▶ **Available data**
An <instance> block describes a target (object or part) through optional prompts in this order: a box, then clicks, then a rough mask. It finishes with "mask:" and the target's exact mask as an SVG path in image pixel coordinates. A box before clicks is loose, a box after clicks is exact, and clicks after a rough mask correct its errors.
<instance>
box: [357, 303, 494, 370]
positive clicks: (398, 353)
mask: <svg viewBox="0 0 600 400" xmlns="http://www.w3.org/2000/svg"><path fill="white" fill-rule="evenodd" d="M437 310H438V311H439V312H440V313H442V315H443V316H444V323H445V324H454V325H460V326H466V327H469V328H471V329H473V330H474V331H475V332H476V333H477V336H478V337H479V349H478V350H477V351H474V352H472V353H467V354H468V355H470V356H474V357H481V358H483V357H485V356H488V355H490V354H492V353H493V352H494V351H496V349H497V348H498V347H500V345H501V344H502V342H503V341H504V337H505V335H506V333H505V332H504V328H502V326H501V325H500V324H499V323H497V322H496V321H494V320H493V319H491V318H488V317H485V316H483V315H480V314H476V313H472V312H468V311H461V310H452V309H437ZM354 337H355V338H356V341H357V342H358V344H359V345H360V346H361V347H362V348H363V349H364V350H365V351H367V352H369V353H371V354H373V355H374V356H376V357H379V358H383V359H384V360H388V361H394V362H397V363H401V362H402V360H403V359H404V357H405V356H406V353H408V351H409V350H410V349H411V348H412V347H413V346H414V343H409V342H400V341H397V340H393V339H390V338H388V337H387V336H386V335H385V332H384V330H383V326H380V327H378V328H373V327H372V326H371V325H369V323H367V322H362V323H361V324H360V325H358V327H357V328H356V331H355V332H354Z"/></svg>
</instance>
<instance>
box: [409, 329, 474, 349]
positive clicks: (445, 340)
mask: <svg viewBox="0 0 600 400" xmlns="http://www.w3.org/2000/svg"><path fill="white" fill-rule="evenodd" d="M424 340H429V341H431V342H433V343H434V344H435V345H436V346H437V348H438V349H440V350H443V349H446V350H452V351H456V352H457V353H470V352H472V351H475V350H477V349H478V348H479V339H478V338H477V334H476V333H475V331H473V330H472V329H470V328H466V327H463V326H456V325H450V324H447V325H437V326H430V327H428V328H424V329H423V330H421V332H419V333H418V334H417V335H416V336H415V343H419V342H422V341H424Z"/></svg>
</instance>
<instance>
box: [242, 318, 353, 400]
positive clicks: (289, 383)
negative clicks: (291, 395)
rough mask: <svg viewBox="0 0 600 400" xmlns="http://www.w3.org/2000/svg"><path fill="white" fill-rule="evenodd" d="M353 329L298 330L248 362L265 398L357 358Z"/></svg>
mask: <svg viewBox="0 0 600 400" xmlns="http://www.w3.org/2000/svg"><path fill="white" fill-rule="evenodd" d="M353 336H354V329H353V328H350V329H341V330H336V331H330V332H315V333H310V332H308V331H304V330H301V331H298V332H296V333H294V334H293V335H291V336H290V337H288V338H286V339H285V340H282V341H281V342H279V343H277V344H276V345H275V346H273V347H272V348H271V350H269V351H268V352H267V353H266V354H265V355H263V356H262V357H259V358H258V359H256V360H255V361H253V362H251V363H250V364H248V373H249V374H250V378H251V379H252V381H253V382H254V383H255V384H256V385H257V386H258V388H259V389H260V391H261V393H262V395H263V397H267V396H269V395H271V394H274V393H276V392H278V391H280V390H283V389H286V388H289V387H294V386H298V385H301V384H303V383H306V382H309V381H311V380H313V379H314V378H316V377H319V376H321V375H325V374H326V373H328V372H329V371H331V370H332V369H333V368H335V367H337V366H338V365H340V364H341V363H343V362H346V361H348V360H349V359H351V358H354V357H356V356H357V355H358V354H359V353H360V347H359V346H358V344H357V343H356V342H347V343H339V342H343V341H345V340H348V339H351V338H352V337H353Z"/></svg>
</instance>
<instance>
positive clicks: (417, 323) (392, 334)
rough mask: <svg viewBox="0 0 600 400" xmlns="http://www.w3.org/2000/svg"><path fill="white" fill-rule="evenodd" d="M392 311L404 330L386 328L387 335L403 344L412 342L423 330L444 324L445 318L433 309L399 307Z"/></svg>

▶ **What needs to be done**
Could you arrange the entries as a numbered list, beginning at their first line and stopping after the line that contains "positive clicks: (398, 353)", with any blank lines left out?

▶ **Solution for this task**
1. An <instance> block describes a target (object or part) through optional prompts in this order: a box, then clicks, then a rough mask. It finishes with "mask:" and the target's exact mask as an SVG path in image pixel coordinates. A box before clicks is loose, a box after clicks is exact, and clicks after a rough mask correct its errors.
2. <instance>
3. box: [357, 303, 494, 370]
4. positive clicks: (398, 353)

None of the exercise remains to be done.